[DATA SHOWN]:

######

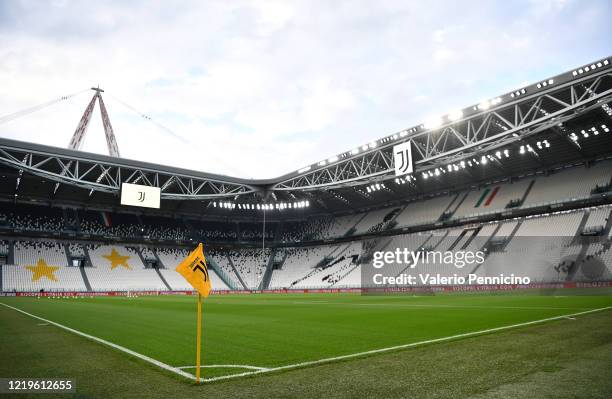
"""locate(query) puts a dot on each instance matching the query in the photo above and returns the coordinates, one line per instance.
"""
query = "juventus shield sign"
(402, 158)
(139, 195)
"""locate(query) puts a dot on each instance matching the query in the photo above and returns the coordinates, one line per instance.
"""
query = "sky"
(258, 89)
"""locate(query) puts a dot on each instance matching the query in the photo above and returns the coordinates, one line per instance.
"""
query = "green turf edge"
(548, 350)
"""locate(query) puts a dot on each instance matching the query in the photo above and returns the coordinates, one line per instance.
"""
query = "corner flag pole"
(199, 338)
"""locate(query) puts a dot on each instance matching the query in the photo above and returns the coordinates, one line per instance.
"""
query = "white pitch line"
(108, 343)
(405, 346)
(228, 366)
(308, 363)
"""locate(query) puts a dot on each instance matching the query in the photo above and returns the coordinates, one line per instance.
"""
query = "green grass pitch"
(268, 331)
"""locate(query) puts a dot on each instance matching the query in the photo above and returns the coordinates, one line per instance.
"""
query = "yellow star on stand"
(42, 269)
(116, 259)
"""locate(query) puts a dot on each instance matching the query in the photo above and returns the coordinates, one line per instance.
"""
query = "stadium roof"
(558, 121)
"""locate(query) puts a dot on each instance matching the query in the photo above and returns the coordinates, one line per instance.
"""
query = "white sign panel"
(137, 195)
(402, 158)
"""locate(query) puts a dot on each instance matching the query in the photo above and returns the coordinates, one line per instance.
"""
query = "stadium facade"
(523, 175)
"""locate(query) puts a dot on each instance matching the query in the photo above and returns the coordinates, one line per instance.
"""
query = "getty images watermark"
(420, 268)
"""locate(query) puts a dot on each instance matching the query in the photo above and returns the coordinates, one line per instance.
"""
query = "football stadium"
(466, 256)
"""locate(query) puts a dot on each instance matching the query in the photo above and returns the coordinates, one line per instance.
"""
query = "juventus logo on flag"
(195, 271)
(199, 264)
(402, 159)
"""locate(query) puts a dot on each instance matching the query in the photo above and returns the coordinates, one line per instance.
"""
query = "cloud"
(261, 88)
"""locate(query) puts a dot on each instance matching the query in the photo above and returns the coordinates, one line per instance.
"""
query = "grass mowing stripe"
(405, 346)
(108, 343)
(413, 305)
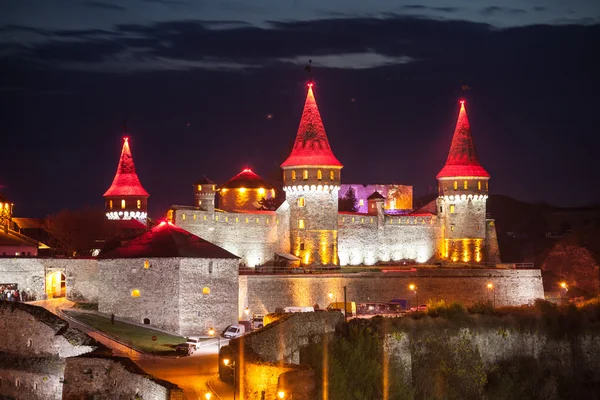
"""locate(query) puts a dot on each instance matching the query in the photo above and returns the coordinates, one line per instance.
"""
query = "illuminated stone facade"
(308, 225)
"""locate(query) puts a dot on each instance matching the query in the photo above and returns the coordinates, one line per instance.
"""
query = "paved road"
(189, 373)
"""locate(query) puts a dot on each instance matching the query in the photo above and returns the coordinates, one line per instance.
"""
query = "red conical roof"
(462, 160)
(311, 146)
(126, 182)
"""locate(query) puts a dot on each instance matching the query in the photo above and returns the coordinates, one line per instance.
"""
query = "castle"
(309, 228)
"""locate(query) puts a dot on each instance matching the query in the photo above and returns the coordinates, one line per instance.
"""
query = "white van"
(233, 331)
(299, 309)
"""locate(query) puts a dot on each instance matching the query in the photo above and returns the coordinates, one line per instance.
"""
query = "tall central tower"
(311, 180)
(463, 192)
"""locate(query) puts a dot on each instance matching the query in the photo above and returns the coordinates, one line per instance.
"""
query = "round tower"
(6, 209)
(311, 180)
(126, 198)
(463, 192)
(204, 194)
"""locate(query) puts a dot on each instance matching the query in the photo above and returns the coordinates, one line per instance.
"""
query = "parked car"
(233, 331)
(185, 349)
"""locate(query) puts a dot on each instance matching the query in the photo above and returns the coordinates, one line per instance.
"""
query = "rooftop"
(167, 240)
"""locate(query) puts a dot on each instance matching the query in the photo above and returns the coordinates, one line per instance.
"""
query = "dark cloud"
(533, 105)
(493, 10)
(105, 6)
(424, 8)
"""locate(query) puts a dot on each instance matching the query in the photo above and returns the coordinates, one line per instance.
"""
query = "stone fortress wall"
(183, 295)
(397, 197)
(254, 237)
(366, 239)
(512, 287)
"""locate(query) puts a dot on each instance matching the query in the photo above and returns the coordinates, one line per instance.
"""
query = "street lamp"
(211, 333)
(413, 287)
(493, 290)
(232, 366)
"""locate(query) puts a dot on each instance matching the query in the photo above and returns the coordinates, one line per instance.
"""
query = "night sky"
(211, 87)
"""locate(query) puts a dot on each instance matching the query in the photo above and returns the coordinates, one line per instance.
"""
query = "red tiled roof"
(126, 182)
(246, 179)
(311, 146)
(168, 240)
(462, 159)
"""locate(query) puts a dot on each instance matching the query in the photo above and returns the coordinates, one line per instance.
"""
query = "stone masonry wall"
(198, 312)
(29, 273)
(89, 377)
(363, 242)
(254, 236)
(512, 287)
(158, 286)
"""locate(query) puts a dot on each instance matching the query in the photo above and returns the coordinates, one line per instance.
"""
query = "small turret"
(204, 194)
(126, 198)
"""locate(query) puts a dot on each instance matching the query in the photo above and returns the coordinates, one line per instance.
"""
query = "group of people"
(10, 292)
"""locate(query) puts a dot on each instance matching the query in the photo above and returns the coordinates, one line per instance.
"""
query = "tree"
(348, 203)
(80, 231)
(269, 204)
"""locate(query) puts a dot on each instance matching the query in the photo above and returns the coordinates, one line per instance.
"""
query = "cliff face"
(483, 362)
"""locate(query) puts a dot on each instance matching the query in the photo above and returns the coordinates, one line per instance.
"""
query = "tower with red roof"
(463, 191)
(126, 198)
(311, 180)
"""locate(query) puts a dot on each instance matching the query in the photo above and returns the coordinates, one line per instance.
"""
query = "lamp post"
(232, 366)
(413, 287)
(493, 290)
(211, 333)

######

[WRITTEN PROBLEM]: Pull out every line in the material above that contains the word "flag", and copy each one unchanged.

[TASK ANSWER]:
query = "corner flag pole"
query = "juventus logo on flag"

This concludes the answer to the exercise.